Exercise> Change "innermost" to "central" in the listing lines starting with the line containing "Where can the bush" and going on through the line containing "pixel 177 147", and give back only those lines with nothing else altered.

= = = = =

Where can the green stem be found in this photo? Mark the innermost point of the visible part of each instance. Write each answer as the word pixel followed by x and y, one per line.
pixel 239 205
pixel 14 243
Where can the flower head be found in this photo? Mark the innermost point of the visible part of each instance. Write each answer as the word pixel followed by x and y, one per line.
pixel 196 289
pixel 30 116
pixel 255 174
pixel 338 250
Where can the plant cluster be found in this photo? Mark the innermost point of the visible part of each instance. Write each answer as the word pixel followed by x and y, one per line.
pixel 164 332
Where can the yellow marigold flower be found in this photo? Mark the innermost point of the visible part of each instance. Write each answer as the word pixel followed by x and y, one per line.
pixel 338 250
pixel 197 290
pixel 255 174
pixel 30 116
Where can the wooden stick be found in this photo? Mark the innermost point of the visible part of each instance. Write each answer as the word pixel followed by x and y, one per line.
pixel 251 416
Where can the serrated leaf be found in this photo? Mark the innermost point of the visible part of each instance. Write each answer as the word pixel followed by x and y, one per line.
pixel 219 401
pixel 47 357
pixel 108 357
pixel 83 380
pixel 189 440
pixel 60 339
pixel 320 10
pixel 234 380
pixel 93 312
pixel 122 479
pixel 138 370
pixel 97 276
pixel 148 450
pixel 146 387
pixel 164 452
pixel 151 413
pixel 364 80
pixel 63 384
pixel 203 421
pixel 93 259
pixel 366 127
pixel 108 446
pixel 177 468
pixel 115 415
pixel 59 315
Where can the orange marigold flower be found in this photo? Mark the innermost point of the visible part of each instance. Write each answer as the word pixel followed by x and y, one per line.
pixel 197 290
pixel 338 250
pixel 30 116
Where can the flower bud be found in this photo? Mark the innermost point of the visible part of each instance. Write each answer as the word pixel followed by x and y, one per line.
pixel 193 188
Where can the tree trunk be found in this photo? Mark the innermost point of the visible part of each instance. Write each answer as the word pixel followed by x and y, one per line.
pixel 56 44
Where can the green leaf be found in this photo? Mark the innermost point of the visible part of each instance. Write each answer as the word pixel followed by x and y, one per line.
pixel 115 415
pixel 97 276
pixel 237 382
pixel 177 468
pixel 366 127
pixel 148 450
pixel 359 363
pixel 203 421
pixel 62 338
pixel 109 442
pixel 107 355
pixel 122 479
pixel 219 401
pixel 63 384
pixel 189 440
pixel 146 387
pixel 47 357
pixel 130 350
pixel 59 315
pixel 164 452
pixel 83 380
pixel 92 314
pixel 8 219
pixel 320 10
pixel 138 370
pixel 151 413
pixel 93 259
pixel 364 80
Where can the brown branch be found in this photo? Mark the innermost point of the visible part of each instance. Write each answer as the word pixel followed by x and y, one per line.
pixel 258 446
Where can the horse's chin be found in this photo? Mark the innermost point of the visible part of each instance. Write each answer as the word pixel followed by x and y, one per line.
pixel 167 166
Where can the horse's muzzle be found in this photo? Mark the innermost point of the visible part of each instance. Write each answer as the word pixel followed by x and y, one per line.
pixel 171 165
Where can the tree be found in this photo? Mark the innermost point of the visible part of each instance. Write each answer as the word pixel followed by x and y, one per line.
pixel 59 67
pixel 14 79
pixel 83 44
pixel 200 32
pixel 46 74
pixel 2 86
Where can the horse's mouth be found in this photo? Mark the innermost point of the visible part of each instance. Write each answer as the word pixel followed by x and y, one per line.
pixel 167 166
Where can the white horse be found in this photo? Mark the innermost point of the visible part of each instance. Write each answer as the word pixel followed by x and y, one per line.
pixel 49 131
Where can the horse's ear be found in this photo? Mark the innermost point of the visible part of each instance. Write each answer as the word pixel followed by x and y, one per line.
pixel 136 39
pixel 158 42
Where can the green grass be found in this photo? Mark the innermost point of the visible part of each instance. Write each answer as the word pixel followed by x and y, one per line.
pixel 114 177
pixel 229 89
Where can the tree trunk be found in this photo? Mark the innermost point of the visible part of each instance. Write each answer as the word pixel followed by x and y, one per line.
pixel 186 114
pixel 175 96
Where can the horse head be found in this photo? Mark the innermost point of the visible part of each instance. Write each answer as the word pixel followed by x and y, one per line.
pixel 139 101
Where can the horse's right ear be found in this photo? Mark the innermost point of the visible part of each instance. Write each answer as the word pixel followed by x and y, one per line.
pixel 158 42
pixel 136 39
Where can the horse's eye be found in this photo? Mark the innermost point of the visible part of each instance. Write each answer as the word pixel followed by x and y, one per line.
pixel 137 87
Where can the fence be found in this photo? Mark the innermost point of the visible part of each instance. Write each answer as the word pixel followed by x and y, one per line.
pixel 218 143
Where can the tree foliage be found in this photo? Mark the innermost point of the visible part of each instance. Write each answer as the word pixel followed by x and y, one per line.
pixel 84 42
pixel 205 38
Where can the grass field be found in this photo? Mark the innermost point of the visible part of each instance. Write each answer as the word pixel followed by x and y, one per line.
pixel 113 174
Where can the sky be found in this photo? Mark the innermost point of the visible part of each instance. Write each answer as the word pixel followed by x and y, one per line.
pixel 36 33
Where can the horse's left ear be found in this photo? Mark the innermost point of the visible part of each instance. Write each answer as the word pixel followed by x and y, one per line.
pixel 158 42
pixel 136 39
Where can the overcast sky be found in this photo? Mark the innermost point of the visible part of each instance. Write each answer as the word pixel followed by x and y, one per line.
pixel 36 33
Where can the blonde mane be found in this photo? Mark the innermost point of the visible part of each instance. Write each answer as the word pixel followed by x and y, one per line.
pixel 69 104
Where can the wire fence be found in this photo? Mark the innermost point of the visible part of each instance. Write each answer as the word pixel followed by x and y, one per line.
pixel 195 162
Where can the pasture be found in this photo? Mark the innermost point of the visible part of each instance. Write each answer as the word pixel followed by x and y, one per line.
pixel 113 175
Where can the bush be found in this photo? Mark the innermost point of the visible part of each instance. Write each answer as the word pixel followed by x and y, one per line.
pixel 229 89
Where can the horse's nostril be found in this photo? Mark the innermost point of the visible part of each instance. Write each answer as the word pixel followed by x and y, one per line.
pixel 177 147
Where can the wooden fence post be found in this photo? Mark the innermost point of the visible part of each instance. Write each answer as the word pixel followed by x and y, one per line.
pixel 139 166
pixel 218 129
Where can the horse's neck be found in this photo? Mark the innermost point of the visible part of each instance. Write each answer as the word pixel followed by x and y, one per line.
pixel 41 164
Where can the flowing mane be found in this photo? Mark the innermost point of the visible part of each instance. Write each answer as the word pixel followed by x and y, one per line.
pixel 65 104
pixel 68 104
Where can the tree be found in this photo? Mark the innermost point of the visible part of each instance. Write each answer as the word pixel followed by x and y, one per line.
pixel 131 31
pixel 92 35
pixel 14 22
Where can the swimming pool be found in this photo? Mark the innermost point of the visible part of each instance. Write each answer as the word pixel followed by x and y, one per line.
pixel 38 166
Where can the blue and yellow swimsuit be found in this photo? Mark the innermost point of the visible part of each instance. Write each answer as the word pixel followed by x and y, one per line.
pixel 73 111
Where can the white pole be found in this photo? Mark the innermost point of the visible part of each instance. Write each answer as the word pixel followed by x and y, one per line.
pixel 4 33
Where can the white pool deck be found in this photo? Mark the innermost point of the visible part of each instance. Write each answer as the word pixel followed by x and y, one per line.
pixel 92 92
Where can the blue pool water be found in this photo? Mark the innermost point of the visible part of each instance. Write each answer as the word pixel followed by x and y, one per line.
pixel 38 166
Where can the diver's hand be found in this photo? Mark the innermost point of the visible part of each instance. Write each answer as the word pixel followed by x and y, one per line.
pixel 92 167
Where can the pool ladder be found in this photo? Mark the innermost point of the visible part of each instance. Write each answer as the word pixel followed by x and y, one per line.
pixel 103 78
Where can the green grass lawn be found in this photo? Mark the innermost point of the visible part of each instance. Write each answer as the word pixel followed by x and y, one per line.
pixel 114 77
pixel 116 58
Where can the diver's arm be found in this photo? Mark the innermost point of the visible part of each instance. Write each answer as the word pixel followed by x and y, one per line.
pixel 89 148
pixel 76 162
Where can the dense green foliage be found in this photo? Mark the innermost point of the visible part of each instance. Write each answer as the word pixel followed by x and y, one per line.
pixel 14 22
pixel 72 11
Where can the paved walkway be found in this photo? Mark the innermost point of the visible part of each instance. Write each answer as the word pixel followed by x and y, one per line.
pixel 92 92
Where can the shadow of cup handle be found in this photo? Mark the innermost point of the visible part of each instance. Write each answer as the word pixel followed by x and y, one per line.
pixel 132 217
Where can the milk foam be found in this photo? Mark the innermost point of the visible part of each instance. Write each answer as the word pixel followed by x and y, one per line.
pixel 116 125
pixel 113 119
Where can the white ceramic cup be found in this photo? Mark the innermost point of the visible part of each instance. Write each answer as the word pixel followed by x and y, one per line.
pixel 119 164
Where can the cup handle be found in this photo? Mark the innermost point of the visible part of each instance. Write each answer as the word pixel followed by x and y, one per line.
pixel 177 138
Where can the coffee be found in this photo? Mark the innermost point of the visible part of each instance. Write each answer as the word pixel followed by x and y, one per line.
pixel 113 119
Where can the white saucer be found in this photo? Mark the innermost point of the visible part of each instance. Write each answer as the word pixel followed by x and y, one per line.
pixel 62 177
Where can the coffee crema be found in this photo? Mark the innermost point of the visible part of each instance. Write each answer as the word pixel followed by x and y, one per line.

= = = = =

Solution>
Where can the bush be found in this photo? Mark the central point of the visible part of each instance. Write each answer as the word pixel followed by x and y, one per line.
pixel 229 89
Where can the horse's nostril be found in this photo? Mark the central point of the visible part of each instance. Write each answer as the word pixel followed by x and y, one per line.
pixel 177 147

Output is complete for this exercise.